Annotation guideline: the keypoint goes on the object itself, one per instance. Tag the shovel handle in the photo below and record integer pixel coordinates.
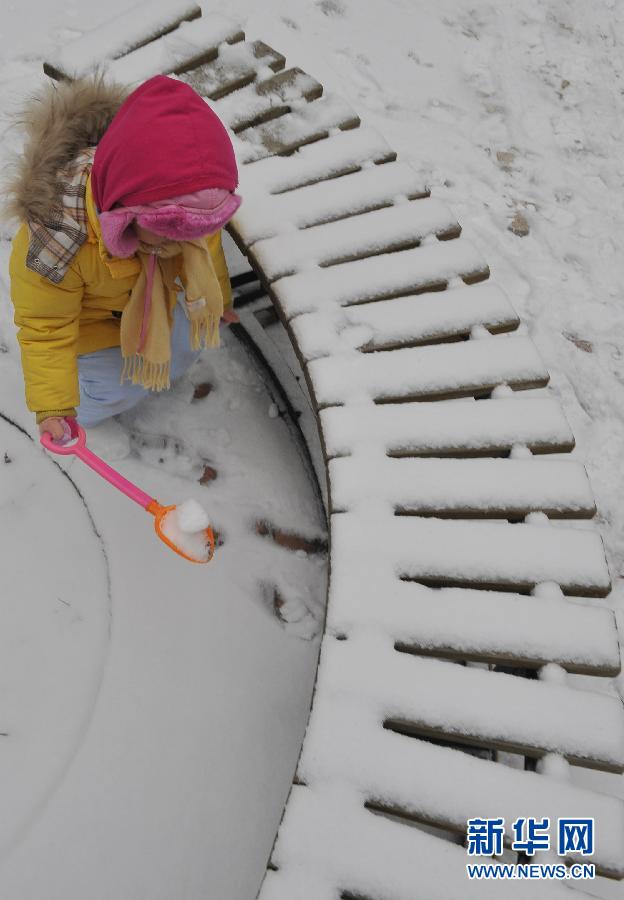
(79, 449)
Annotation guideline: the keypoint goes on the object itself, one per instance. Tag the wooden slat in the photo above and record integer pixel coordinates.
(507, 488)
(116, 38)
(329, 846)
(462, 428)
(339, 154)
(405, 321)
(472, 706)
(420, 270)
(499, 628)
(396, 227)
(296, 129)
(190, 45)
(267, 100)
(236, 66)
(329, 201)
(442, 786)
(492, 555)
(468, 368)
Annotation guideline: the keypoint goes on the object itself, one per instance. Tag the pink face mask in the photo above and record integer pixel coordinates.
(182, 218)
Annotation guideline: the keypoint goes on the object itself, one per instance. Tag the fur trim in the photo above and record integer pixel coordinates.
(60, 121)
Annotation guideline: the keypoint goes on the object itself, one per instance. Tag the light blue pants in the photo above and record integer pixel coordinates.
(99, 374)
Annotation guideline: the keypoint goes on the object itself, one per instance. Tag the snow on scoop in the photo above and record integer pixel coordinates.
(185, 529)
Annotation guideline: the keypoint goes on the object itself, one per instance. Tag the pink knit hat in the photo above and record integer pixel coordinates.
(181, 218)
(164, 142)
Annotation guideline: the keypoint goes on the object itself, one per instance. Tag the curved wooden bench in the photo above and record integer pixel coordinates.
(452, 641)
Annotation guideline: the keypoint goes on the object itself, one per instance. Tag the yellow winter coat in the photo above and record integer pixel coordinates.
(58, 322)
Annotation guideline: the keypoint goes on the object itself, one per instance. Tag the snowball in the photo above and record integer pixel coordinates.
(192, 516)
(185, 526)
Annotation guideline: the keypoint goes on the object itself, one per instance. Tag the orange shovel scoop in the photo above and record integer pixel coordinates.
(196, 545)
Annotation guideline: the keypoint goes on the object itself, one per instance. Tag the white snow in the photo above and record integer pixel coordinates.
(386, 275)
(498, 110)
(325, 201)
(192, 516)
(174, 50)
(353, 237)
(484, 426)
(437, 784)
(464, 623)
(338, 154)
(114, 37)
(511, 487)
(419, 318)
(303, 124)
(185, 526)
(490, 553)
(457, 368)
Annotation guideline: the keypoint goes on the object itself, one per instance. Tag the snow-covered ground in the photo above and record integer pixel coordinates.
(158, 731)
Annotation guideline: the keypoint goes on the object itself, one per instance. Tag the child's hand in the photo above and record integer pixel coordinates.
(229, 316)
(53, 426)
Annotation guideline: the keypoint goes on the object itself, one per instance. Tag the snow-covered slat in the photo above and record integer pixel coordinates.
(405, 321)
(471, 553)
(236, 66)
(427, 268)
(420, 373)
(486, 626)
(464, 487)
(440, 785)
(189, 45)
(412, 694)
(392, 228)
(329, 847)
(339, 154)
(267, 100)
(328, 200)
(311, 122)
(141, 24)
(456, 428)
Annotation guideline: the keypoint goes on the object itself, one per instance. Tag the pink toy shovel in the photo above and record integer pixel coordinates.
(74, 432)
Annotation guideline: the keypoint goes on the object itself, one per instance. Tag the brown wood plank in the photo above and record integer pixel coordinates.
(195, 13)
(274, 98)
(223, 75)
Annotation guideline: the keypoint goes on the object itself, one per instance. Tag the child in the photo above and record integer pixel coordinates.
(118, 276)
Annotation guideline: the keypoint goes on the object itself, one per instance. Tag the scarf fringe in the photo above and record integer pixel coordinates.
(205, 332)
(138, 370)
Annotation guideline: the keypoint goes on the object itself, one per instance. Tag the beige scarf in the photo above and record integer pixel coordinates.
(147, 319)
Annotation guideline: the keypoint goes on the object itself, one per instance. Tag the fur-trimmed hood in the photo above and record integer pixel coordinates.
(59, 122)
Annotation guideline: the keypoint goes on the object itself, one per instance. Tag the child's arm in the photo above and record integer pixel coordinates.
(47, 316)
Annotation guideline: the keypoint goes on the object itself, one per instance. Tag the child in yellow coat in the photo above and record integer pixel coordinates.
(118, 275)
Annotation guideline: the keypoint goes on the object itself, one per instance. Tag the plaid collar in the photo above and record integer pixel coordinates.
(55, 242)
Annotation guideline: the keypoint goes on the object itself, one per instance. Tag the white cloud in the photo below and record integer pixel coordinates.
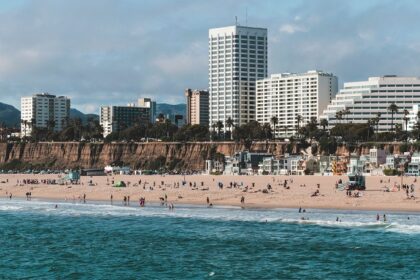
(291, 28)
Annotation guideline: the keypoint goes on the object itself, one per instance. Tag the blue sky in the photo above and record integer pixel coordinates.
(102, 52)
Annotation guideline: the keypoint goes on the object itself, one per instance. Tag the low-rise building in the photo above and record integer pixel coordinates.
(118, 118)
(244, 162)
(377, 157)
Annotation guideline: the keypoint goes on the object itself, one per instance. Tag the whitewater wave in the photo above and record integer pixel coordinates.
(356, 220)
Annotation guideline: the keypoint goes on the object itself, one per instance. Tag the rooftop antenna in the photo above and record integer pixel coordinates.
(246, 16)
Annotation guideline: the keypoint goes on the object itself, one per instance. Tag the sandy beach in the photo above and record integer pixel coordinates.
(198, 188)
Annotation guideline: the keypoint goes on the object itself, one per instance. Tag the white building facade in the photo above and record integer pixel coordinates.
(288, 95)
(237, 59)
(148, 103)
(364, 100)
(44, 111)
(413, 118)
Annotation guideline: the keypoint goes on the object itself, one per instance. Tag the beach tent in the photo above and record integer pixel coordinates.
(119, 184)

• • • •

** Request **
Give all of these records as a two-column CSV with the headers instruction and points, one row per record. Put each value in a single quoted field with its line breaks replaced by spaces, and leave the pictures out.

** Answer in full **
instruction,points
"Annotation guideline: the keypoint goes on the object itself, one per instance. Tag the shovel handle in the photo below and record integer pixel coordinates.","(79, 449)"
"Annotation guideline: the keypoint goes on the object itself, one per instance. Tag the wooden slat in the photo above and record integer pixel coordinates.","(507, 488) (116, 38) (329, 846) (462, 428) (339, 154) (405, 321) (472, 706) (420, 270) (499, 628) (396, 227) (296, 129) (190, 45) (267, 100) (236, 66) (329, 201) (442, 786) (492, 555) (468, 368)"
"Annotation guideline: the keypoint goes on the object itself, one per instance. Tag the pink face mask in the photo above and record integer pixel coordinates.","(182, 218)"
"Annotation guideline: the keypoint goes on the object itself, one per instance. Tag the fur trim in the photo above and record integer pixel coordinates.","(60, 121)"
"Annotation guideline: the keypoint goes on the object itself, one per instance. Tag the light blue pants in the photo above and record integer pixel coordinates.","(99, 374)"
"Annotation guideline: the keypoint goes on the object itself, one per instance. Tag the snow on scoop in the photo above and record integer pixel coordinates.","(185, 529)"
"Annotation guideline: the keypoint goes on the object itself, one per instance. Tag the pink knit hat in the photo above and record integer pixel coordinates.","(181, 218) (164, 142)"
"Annotation guideline: the keypoint goes on the object itself, one per instance. Tag the curved wooden bench in the photo above and record integer pixel coordinates.","(452, 641)"
"Annotation guideline: the keypoint goes on the object itself, one per instance. Tag the yellow winter coat in the photo above and record integer pixel coordinates.","(58, 322)"
"Annotation guideline: the keypoint goes on the object itself, one per instance. Tag the snowball in the photo above and record integer pixel coordinates.","(192, 516) (185, 526)"
"Annotation guideline: the keypoint goes on the object itself, one per instance. Tag the orange shovel scoop in the photo above and record integer pixel coordinates.","(196, 545)"
"Annotation guideline: the keypoint goes on the object itself, one per instance. Tag the white snow in the photo above and record integer pixel coordinates.","(386, 275) (498, 110) (325, 201) (192, 516) (174, 50) (353, 237) (484, 426) (437, 784) (464, 623) (338, 154) (114, 37) (511, 487) (419, 318) (303, 124) (185, 526) (490, 553) (457, 368)"
"Annotation guideline: the keypoint goes on the object itself, one per instance. Tag the snow-covered ground in the photo above and record integer pixel coordinates.","(158, 731)"
"Annotation guideline: the keypoint goes on the object itself, one per instance. Tag the child's hand in the photo above and record integer pixel coordinates.","(229, 316) (53, 426)"
"Annotation guideline: the keypoint goes on the object itself, one per instance. Tag the snow-covered slat in the photo above and record integer pixel coordinates.","(405, 321) (471, 553) (236, 66) (427, 268) (420, 373) (486, 626) (464, 487) (440, 785) (189, 45) (412, 694) (392, 228) (329, 847) (339, 154) (267, 100) (328, 200) (311, 122) (141, 24) (456, 428)"
"Annotation guideline: the keypoint goes on the object itself, one per instance. Tag the pink toy shovel in the photo above and record integer pixel coordinates.","(74, 432)"
"Annotation guideline: the keypoint goes on the object itself, one per instance. Tag the brown wood plank in the photo above and record integer pixel coordinates.","(195, 13) (274, 98) (223, 75)"
"Annotation guideline: the keypoint goes on the object itself, one per instance. Tag the child in the photo above and record integer pixel coordinates.","(118, 276)"
"Annotation guideline: the keypoint goes on the object itself, one per instance. Tag the scarf fringe in the photo above and record integer pixel coordinates.","(205, 332) (138, 370)"
"Annotation guideline: the keypoint goes on the object itself, one per instance. Tag the beige scarf in the photo above and record integer pixel coordinates.","(147, 319)"
"Annotation guideline: the keypoint goes on the object itself, one per instance. Tag the fur-trimmed hood in the photo above and record integer pixel coordinates.","(59, 122)"
"Annotation guideline: the keypoint goes on the object itself, one per instance. Tag the child's arm in the photo above and record integer pixel coordinates.","(47, 316)"
"Annotation guideline: the keypoint goes on the object itself, one per instance. Tag the child in yellow coat in the photo above and record integer pixel coordinates.","(118, 275)"
"Annotation guideline: the keypoint goes on the object itself, one per instance. Tag the plaid collar in the photo above and record integer pixel coordinates.","(55, 242)"
"Annotation guideline: the keypoint goes on the object itself, one per instance. Tag the white cloud in the photo below and record integer pixel coordinates.","(291, 28)"
"Annotation guideline: the keypoint goes on the object itself, one per instance. Tag the blue sky in the photo above and record integer pixel coordinates.","(102, 52)"
"Annotation guideline: the keypoint goes on the object itself, one per instance. Tag the low-rise building in the photo above and record integer pixel coordinates.","(118, 118) (244, 162) (377, 157)"
"Annotation guideline: the keypoint goes on the object itself, one per instance. Tag the whitewater wave in the photo above and record integer pixel coordinates.","(356, 220)"
"Annotation guideline: the keypoint goes on the object itself, one per instance. Tag the rooftop antenna in the photo above and record integer pixel coordinates.","(246, 16)"
"Annotation guideline: the keypoint goes on the object itself, one per instance. Tag the sandy beach in the photo above and record integer pixel coordinates.","(198, 188)"
"Annotation guideline: the keypoint goes on the object itself, one per instance. Tag the white building facade in the photo above and record integer pixel coordinates.","(288, 95) (237, 59) (148, 103) (364, 100) (44, 111) (413, 118)"
"Annotation guideline: the keypoint goes on the object itself, one per instance. Tag the beach tent in the photo above and record integer pixel coordinates.","(119, 184)"